▶ _EXCERPT PROVIDED_
╭──

There was a whole slew and deluge of stories coming out from the leak of 11 million documents from the Panamanianbased law firm, Mossack Fonseca. The files show how Mossack Fonseca clients were able to launder money, dodge sanctions and avoid tax. In one case, the company offered an American millionaire fake ownership records to hide money from the authorities. This is in direct breach of international regulations designed to stop money laundering and tax evasion.
The release of these papers from Panama lifted the veil off a tiny piece of the secretive offshore world. We have been given an insight into how clients, banks and lawyers go to companies like Mossack Fonseca and see the mechanics of how this whole world operates.

╰──

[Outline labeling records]
╭──

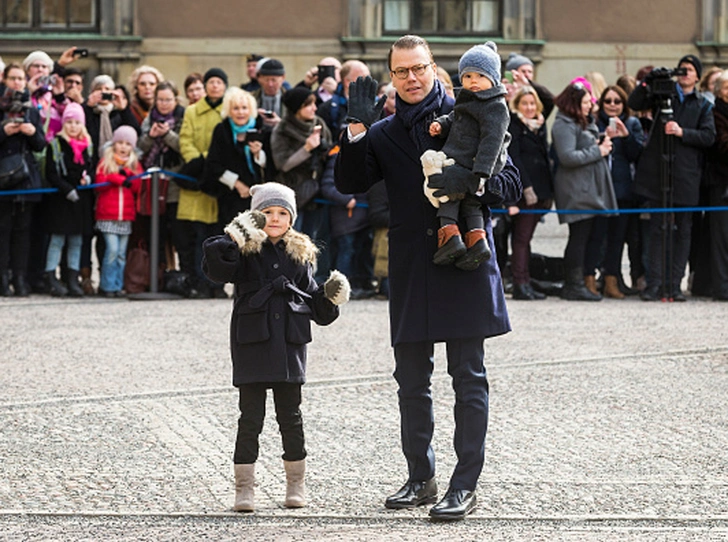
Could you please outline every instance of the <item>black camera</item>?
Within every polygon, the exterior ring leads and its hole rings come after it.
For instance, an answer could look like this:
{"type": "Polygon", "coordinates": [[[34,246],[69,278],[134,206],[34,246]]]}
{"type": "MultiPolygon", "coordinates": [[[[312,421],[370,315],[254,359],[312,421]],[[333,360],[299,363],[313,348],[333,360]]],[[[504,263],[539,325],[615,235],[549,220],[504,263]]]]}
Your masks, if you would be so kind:
{"type": "Polygon", "coordinates": [[[7,89],[2,98],[0,98],[0,110],[8,114],[24,115],[32,107],[33,103],[28,98],[28,94],[20,90],[11,91],[7,89]]]}
{"type": "Polygon", "coordinates": [[[262,135],[258,130],[248,130],[245,132],[245,141],[248,143],[251,141],[261,141],[262,135]]]}
{"type": "Polygon", "coordinates": [[[336,66],[319,66],[317,72],[317,78],[319,84],[324,82],[324,79],[331,77],[336,80],[336,66]]]}
{"type": "Polygon", "coordinates": [[[664,98],[674,96],[675,81],[672,78],[687,74],[687,68],[655,68],[647,76],[652,95],[664,98]]]}

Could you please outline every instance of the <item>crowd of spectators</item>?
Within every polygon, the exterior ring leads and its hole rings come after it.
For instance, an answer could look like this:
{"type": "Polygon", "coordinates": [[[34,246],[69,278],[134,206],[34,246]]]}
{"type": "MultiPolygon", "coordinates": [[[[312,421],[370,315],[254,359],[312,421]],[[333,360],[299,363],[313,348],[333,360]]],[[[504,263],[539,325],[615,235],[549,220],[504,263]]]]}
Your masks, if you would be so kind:
{"type": "MultiPolygon", "coordinates": [[[[352,298],[388,296],[386,191],[380,183],[369,193],[342,194],[333,182],[349,85],[369,75],[365,63],[326,57],[291,85],[282,62],[251,54],[242,85],[213,66],[189,74],[180,92],[163,67],[148,65],[135,69],[126,84],[108,75],[86,81],[73,66],[76,52],[72,47],[54,62],[34,51],[22,63],[2,66],[0,158],[20,155],[26,171],[14,192],[0,189],[0,295],[111,297],[132,290],[123,281],[112,288],[93,280],[94,262],[110,262],[108,251],[119,247],[107,246],[109,225],[98,217],[101,189],[86,186],[109,178],[108,167],[99,175],[104,153],[133,139],[138,168],[106,155],[119,162],[111,168],[121,174],[118,190],[131,190],[134,200],[133,212],[115,221],[129,222],[123,249],[148,250],[156,205],[160,272],[180,272],[185,295],[227,297],[224,285],[202,273],[202,242],[250,207],[252,186],[276,180],[296,191],[295,227],[321,250],[317,279],[336,268],[349,278],[352,298]],[[75,132],[74,122],[83,130],[75,132]],[[152,167],[163,170],[157,202],[148,178],[135,175],[152,167]],[[44,187],[58,192],[35,190],[44,187]]],[[[703,70],[693,55],[678,65],[688,73],[670,79],[674,114],[666,119],[664,103],[652,92],[662,74],[651,66],[614,84],[588,72],[554,96],[536,82],[530,59],[508,57],[502,83],[511,110],[509,153],[524,191],[494,220],[502,226],[495,231],[504,288],[514,299],[554,292],[531,276],[529,265],[539,212],[554,203],[570,211],[559,214],[569,227],[563,276],[557,277],[564,299],[639,294],[681,301],[688,262],[693,296],[728,299],[728,213],[650,213],[665,203],[655,149],[667,136],[675,158],[670,206],[720,206],[728,198],[728,73],[703,70]],[[596,209],[642,212],[588,213],[596,209]],[[669,258],[662,243],[666,227],[669,258]],[[629,285],[622,272],[625,247],[629,285]]],[[[453,82],[445,70],[438,73],[446,91],[457,92],[457,77],[453,82]]],[[[379,96],[386,100],[382,114],[393,114],[392,86],[382,82],[379,96]]],[[[126,254],[118,260],[123,268],[126,254]]]]}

╰──

▶ _INSTRUCTION 1_
In the excerpt about the Mossack Fonseca leak, what did the company offer an American millionaire?
▶ _INSTRUCTION 2_
State whether each statement agrees with the excerpt about the Mossack Fonseca leak, answering yes or no and quoting the deciding words: (a) The leak involved 11 million documents. (b) The released papers exposed the whole offshore world. (c) The files show that clients were able to avoid tax.
▶ _INSTRUCTION 3_
Resume the excerpt about the Mossack Fonseca leak from where it stops.

▶ _OUTPUT 1_
Fake ownership records to hide money from the authorities.

▶ _OUTPUT 2_
(a) Yes: "the leak of 11 million documents"
(b) No: "lifted the veil off a tiny piece of the secretive offshore world"
(c) Yes: "clients were able to launder money, dodge sanctions and avoid tax"

▶ _OUTPUT 3_
Revealed in the Papers were links to 12 current or former heads of state and government in the data, including dictators accused of looting their own countries. More than 60 relatives and associates of heads of state and other politicians are also implicated. The files also reveal a suspected billion-dollar money laundering ring involving close associates of Russia ' s President, Vladimir Putin. This might validate claims that Putin is secretly one of the wealthiest people in the world. Also mentioned are the brother-in-law of China ' s President Xi Jinping; Ukraine President Petro Poroshenko; Argentina President Mauricio Macri; the late father of UK Prime Minister David Cameron and three of the four children of Pakistan ' s Prime Minister Nawaz Sharif. The documents show that Iceland ' s Prime Minister, Sigmundur Gunnlaugsson, had an undeclared interest linked to his wife ' s wealth. He resigned shortly after these revelations became public. The scandal also touches football ' s world governing body, Fifa. Several documents suggest that a key member of Fifa ' s ethics committee, Uruguayan lawyer Juan Pedro Damiani, and his firm provided legal assistance for at least seven offshore companies linked to a former Fifa vice-president arrested last May as part of the US inquiry into football corruption.
The leak has also revealed that more than 500 banks, including their subsidiaries and branches, registered nearly 15,600 shell companies with Mossack Fonseca. There was also news that an ally of the brutal Syrian dictator Bashar Al-Assad has also got offshore companies.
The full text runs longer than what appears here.